● **Your instructions**: Print all of the records below, line for line without changes, and leave out the pictures.
— START OF Record excerpts —
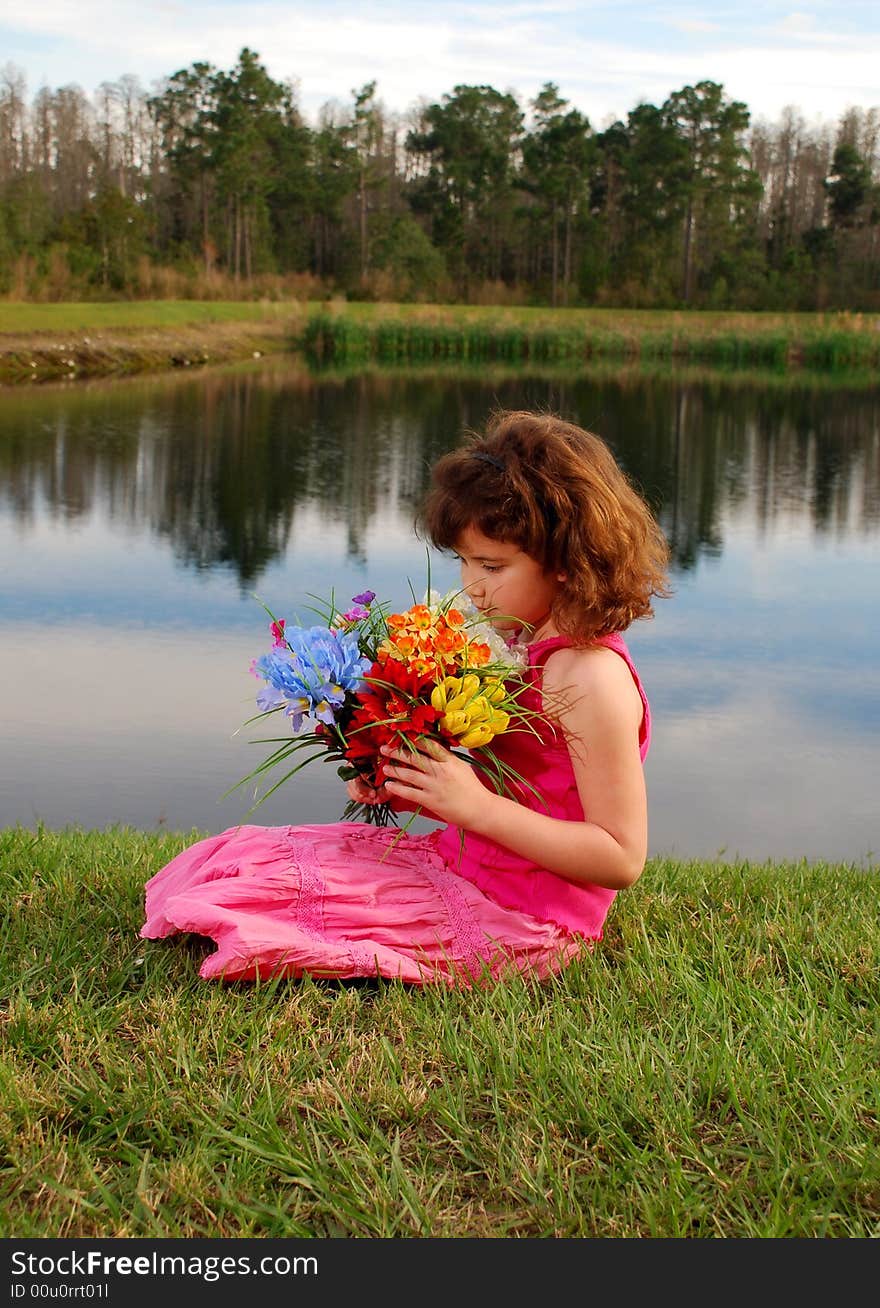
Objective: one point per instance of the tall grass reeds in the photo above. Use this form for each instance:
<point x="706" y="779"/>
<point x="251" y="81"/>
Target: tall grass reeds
<point x="351" y="335"/>
<point x="710" y="1070"/>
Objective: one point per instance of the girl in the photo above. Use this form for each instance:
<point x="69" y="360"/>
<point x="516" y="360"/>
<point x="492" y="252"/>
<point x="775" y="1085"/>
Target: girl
<point x="557" y="550"/>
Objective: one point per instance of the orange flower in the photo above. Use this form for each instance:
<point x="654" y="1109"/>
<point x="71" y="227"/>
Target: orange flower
<point x="450" y="641"/>
<point x="420" y="618"/>
<point x="477" y="654"/>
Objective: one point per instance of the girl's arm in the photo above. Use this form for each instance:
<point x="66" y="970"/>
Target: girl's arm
<point x="600" y="712"/>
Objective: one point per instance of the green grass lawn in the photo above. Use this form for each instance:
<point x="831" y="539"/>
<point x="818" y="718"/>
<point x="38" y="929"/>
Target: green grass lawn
<point x="21" y="318"/>
<point x="709" y="1071"/>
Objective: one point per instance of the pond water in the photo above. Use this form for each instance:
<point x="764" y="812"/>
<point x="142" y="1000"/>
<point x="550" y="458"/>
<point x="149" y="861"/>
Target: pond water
<point x="139" y="519"/>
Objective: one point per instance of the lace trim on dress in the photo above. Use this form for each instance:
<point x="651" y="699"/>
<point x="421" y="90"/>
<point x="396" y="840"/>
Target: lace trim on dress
<point x="470" y="941"/>
<point x="310" y="903"/>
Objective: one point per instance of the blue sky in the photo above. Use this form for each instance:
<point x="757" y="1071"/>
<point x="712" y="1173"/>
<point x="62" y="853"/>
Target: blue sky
<point x="820" y="58"/>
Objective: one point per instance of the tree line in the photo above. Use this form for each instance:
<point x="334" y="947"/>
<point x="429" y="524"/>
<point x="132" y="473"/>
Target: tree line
<point x="213" y="182"/>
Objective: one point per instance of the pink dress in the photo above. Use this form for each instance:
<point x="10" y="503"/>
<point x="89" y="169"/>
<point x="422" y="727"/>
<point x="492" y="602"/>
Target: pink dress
<point x="353" y="900"/>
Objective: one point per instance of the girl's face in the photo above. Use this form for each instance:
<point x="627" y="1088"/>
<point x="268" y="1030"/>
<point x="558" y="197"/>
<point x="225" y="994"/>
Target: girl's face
<point x="509" y="586"/>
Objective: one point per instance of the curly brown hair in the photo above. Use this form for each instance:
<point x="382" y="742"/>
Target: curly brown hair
<point x="557" y="492"/>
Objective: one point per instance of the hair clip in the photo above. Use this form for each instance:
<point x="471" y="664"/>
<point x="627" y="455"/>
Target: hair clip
<point x="489" y="458"/>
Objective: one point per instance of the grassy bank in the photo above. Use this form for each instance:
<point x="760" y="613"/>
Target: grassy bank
<point x="709" y="1071"/>
<point x="42" y="342"/>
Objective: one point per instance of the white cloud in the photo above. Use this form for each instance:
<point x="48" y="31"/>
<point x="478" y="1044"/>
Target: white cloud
<point x="820" y="60"/>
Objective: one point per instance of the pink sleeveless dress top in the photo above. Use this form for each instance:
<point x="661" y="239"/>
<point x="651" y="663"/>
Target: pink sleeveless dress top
<point x="507" y="878"/>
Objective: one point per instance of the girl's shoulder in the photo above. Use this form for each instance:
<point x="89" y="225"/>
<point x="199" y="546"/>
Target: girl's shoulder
<point x="592" y="678"/>
<point x="587" y="663"/>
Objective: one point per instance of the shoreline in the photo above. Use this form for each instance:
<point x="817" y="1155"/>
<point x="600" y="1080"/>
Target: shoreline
<point x="124" y="339"/>
<point x="28" y="359"/>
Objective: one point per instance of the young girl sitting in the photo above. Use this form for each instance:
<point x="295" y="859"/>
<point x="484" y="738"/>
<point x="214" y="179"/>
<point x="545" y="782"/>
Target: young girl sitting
<point x="558" y="551"/>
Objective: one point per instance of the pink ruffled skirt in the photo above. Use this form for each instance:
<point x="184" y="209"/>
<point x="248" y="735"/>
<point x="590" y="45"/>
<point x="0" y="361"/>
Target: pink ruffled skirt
<point x="344" y="900"/>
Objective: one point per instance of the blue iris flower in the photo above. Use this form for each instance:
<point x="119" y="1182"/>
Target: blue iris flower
<point x="311" y="675"/>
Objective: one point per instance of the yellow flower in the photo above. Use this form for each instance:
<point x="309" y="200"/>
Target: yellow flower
<point x="476" y="737"/>
<point x="442" y="692"/>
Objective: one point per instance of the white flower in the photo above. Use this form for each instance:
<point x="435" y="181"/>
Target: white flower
<point x="479" y="628"/>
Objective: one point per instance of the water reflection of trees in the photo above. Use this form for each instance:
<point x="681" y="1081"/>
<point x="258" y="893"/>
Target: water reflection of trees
<point x="229" y="467"/>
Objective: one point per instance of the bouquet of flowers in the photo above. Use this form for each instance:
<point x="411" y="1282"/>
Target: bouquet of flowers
<point x="368" y="676"/>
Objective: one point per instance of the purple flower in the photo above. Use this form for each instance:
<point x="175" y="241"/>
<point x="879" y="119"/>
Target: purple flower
<point x="311" y="674"/>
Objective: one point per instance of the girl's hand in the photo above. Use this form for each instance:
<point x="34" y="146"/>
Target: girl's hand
<point x="361" y="793"/>
<point x="364" y="794"/>
<point x="437" y="782"/>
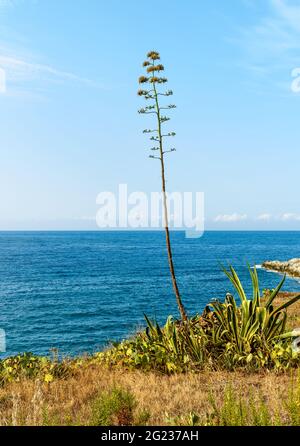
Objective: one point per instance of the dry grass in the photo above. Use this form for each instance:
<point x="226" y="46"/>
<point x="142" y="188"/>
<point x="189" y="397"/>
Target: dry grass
<point x="166" y="399"/>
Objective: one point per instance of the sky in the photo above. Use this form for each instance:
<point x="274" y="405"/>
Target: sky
<point x="69" y="127"/>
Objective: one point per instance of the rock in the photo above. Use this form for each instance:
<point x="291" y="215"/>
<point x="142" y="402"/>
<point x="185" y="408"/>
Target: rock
<point x="290" y="267"/>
— END OF Record excerpts —
● **Expected output**:
Objective: one point per instance of the tall grass reeds in the photo above. Use this form for each instance:
<point x="706" y="779"/>
<point x="251" y="81"/>
Target: tall grass reeds
<point x="351" y="335"/>
<point x="710" y="1070"/>
Objective: one point per instance of the girl in the photo above. Use this form for each instance:
<point x="69" y="360"/>
<point x="516" y="360"/>
<point x="492" y="252"/>
<point x="775" y="1085"/>
Target: girl
<point x="557" y="550"/>
Objective: one point per instance of the orange flower in the photo above. Use this form for each instance:
<point x="654" y="1109"/>
<point x="71" y="227"/>
Target: orange flower
<point x="450" y="641"/>
<point x="420" y="618"/>
<point x="477" y="654"/>
Objective: one point per instance of the girl's arm in the photo above. Use this form for each instance:
<point x="66" y="970"/>
Target: girl's arm
<point x="600" y="712"/>
Objective: one point per instance of the green grass lawn in the photo above. Use this form for each instance:
<point x="831" y="539"/>
<point x="818" y="718"/>
<point x="38" y="929"/>
Target: green grass lawn
<point x="21" y="318"/>
<point x="709" y="1071"/>
Objective: one point per instance of the pond water in the photo above. Use this form for each instance:
<point x="764" y="812"/>
<point x="142" y="1000"/>
<point x="550" y="458"/>
<point x="149" y="861"/>
Target: pond water
<point x="139" y="519"/>
Objective: one point per instance of the lace trim on dress in the photo above. Use this form for each instance:
<point x="651" y="699"/>
<point x="421" y="90"/>
<point x="396" y="840"/>
Target: lace trim on dress
<point x="470" y="941"/>
<point x="310" y="903"/>
Objective: one point per instance of the blue sky in the photo above. Use this form for each instance:
<point x="757" y="1071"/>
<point x="712" y="1173"/>
<point x="62" y="853"/>
Target: blue sky
<point x="820" y="58"/>
Objective: one point per instance of the tree line in the photo above. Use this form for each instance:
<point x="334" y="947"/>
<point x="429" y="524"/>
<point x="132" y="473"/>
Target: tree line
<point x="213" y="182"/>
Objective: one point per instance of the pink dress in the photo above. Use this form for each instance:
<point x="10" y="503"/>
<point x="89" y="169"/>
<point x="422" y="727"/>
<point x="492" y="602"/>
Target: pink dress
<point x="353" y="900"/>
Objective: one point per instance of the girl's face in the photo above. Use this form for each instance:
<point x="627" y="1088"/>
<point x="268" y="1030"/>
<point x="558" y="197"/>
<point x="225" y="994"/>
Target: girl's face
<point x="509" y="586"/>
Objective: one point per instance of the curly brown hair in the photo above. Use this form for each instance:
<point x="382" y="742"/>
Target: curly brown hair
<point x="557" y="492"/>
Objective: one point per instance of the hair clip in the photo above. Use this form for each instance:
<point x="471" y="664"/>
<point x="627" y="455"/>
Target: hair clip
<point x="489" y="458"/>
Objective: one point per instance of the grassy bank in the photo above. Use this form for each instance:
<point x="760" y="613"/>
Target: grassy bank
<point x="709" y="1071"/>
<point x="42" y="342"/>
Objective: one point per instance of the white cloud in the photo above. Use this form for each instance:
<point x="48" y="31"/>
<point x="478" y="1044"/>
Target: white cloud
<point x="820" y="60"/>
Objective: one point per instance of the pink sleeveless dress top in the photo above. Use this form for each instance:
<point x="661" y="239"/>
<point x="651" y="663"/>
Target: pink sleeveless dress top
<point x="507" y="878"/>
Objective: one point per instance of the girl's shoulder in the photo above. Use this form for each instance:
<point x="89" y="225"/>
<point x="199" y="546"/>
Target: girl's shoulder
<point x="592" y="678"/>
<point x="587" y="663"/>
Objective: one point per instance of the shoreline in the photo above. Use this form for each instance:
<point x="817" y="1155"/>
<point x="600" y="1080"/>
Target: shoreline
<point x="124" y="339"/>
<point x="28" y="359"/>
Objective: one point per instance of the young girl sitting in the photo above. Use this form for each instance:
<point x="295" y="859"/>
<point x="484" y="738"/>
<point x="214" y="179"/>
<point x="545" y="782"/>
Target: young girl sitting
<point x="558" y="551"/>
Objective: one point per instance of the pink ruffled skirt in the photo above. Use this form for each instance:
<point x="184" y="209"/>
<point x="248" y="735"/>
<point x="590" y="45"/>
<point x="0" y="361"/>
Target: pink ruffled skirt
<point x="344" y="900"/>
Objective: one point per instance of the blue iris flower in the photo above. Use this form for each instance:
<point x="119" y="1182"/>
Target: blue iris flower
<point x="311" y="675"/>
Objective: one point per instance of the yellow flower in the photo above. Use this form for each instance:
<point x="309" y="200"/>
Target: yellow flower
<point x="476" y="737"/>
<point x="442" y="692"/>
Objective: one point per instance of the white flower in the photo above. Use this form for each instance:
<point x="435" y="181"/>
Target: white flower
<point x="479" y="628"/>
Objective: one point per instance of the water reflection of trees in the photo above. Use this form for each instance:
<point x="681" y="1081"/>
<point x="258" y="893"/>
Target: water reflection of trees
<point x="229" y="467"/>
Objective: one point per instance of the bouquet of flowers in the photo above. Use this form for each instance:
<point x="411" y="1282"/>
Target: bouquet of flowers
<point x="368" y="676"/>
Objective: one point per instance of the purple flower in the photo above. Use this form for each instance:
<point x="175" y="241"/>
<point x="879" y="119"/>
Target: purple flower
<point x="311" y="674"/>
Objective: one point per instance of the girl's hand in the photo above. Use this form for each instance:
<point x="34" y="146"/>
Target: girl's hand
<point x="361" y="793"/>
<point x="364" y="794"/>
<point x="437" y="782"/>
Objective: one point per instance of the dry grass in the photo above. Use this form for each instance:
<point x="226" y="46"/>
<point x="142" y="188"/>
<point x="189" y="397"/>
Target: dry grass
<point x="166" y="399"/>
Objective: one point per instance of the sky in the photo above. Use this form for each instance:
<point x="274" y="405"/>
Target: sky
<point x="69" y="127"/>
Objective: one point per instance of the rock in the photo above. Use this form for each instance:
<point x="291" y="215"/>
<point x="142" y="402"/>
<point x="185" y="408"/>
Target: rock
<point x="290" y="267"/>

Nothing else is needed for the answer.